---------- Выбранный отрывок ----------

Таким образом, «Супруг воительницы» был готов найти своего хозяина, и пьеса была куплена Гарри Мозесом: денег ему было не занимать, а жена его была помешана на театре.

Они знали, что я подменяю Хоуп в «Празднике» и что театральные критики уже заметили меня, особенно в пьесе Бенна Леви «Искусство и миссис Боттл», где играла Джен Коул, и в «Этих днях». Сначала, на стадии распределения ролей, я грезила Антиопой. Потом вдруг (как я уже говорила) они решили, что им необходимо привлечь звезду. Меня вывели из состава, ввели Джин Диксон. Прошло несколько дней. Еще одна перестановка. Меня вновь назначили на роль Антиопы. Ирби Маршал – Ипполита. Ромни Брент – ее женоподобный муж. Колин Кейт-Джонстон – Тесей. Ставить спектакль поручили Береку Саймону. Шел 1931 год, канун 1932-го.

Премьера состоялась в театре «Мороско» в Нью-Йорке. Пришла вся моя семья. Они не испугались. У меня был выход по узкой лестнице вниз, которая шла через задник. Чуть ли не двадцать ступенек, к тому же крутых. Лестница одним витком уходила к публике – примерно четыре ступеньки. По тыльной стороне висели фонари, образуя восхитительное зрелище. Наплечники. Жесткая туника, сотканная из металлических колец. Красивые посеребренные, охватывающие голень щитки – ноги смотрелись великолепно! Серебряный щит, высокий серебряный шлем и пелерина. Замечательный костюм. Я всегда была очень устойчивой, поэтому то обстоятельство, что ступеньки были всего лишь около метра длиной, узкие и довольно далеко отстояли друг от друга, а лестница к тому же без перил, не вызывало во мне никакого беспокойства. Впрочем, ради славы я готова была тогда рискнуть и самой жизнью.

Я поскакала по ступенькам, преодолевая одним махом по три и больше… Сделала стремительный поворот на угловом витке… Прыгнула через последние четыре ступеньки… Бросила на пол наплечник, приземлилась на одно колено и склонилась в почтительном поклоне перед Ипполитой, моей сестрой, царицей амазонок. Публика, естественно, разразилась громом аплодисментов. Что же ей еще оставалось делать? Я и не просила их. Но я была неопытна. Просто ощущение радости жизни и безумное желание всех покорить своим очарованием переполняло меня. В восторге от успеха, я птицей парила по воздуху: вниз по лестнице… вверх по лестнице… без перил. Черт… ступенек-то нет… Ах, неважно! Жизнь – радость – юность.

----------

- Условия задания -
(A) Переведите на английский язык следующее предложение из отрывка: «У меня был выход по узкой лестнице вниз, которая шла через задник».
(B) Извлеките из записей все строки, содержащие строку «bird», с учетом регистра.

---------- Записанные данные ----------

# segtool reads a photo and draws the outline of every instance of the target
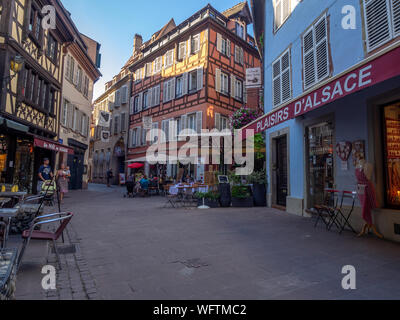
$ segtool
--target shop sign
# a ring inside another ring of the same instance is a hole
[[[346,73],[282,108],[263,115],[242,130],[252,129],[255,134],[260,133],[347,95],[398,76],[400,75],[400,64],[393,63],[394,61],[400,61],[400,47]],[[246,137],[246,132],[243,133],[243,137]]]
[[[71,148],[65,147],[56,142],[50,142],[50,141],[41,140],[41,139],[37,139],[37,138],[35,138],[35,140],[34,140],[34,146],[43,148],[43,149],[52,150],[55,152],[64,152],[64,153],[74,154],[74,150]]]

----------
---------- Записанные данные ----------

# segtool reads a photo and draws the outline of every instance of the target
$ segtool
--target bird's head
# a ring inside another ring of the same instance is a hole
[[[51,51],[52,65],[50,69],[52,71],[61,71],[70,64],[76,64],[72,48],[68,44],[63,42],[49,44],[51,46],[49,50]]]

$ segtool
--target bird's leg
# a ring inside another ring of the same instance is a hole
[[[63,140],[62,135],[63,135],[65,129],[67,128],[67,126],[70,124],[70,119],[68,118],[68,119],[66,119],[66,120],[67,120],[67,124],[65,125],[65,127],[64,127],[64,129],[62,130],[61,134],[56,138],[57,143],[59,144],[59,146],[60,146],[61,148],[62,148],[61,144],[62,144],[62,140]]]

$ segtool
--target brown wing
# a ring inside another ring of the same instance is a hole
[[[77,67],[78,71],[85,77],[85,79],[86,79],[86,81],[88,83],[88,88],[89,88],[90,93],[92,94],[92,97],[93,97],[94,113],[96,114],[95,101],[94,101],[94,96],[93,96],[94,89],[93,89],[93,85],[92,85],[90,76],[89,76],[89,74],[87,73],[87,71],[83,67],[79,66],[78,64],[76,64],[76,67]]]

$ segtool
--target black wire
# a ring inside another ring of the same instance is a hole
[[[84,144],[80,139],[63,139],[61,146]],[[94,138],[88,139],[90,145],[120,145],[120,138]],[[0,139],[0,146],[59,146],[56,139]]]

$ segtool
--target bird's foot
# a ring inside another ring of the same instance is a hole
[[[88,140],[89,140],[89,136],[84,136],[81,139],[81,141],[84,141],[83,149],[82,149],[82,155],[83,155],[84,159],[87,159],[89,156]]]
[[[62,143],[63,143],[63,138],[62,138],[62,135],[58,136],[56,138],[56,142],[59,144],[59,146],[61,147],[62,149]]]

----------
---------- Записанные данные ----------

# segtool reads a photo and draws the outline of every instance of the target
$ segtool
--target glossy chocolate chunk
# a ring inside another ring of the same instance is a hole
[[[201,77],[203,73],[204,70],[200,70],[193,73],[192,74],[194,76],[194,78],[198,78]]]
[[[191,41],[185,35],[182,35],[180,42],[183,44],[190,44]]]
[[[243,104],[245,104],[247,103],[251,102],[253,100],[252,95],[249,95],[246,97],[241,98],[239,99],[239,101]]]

----------

- Ответы к заданиям -
(A) My entrance was down a narrow staircase that ran through the backdrop.

(B)
--target bird's head
--target bird's leg
--target bird's foot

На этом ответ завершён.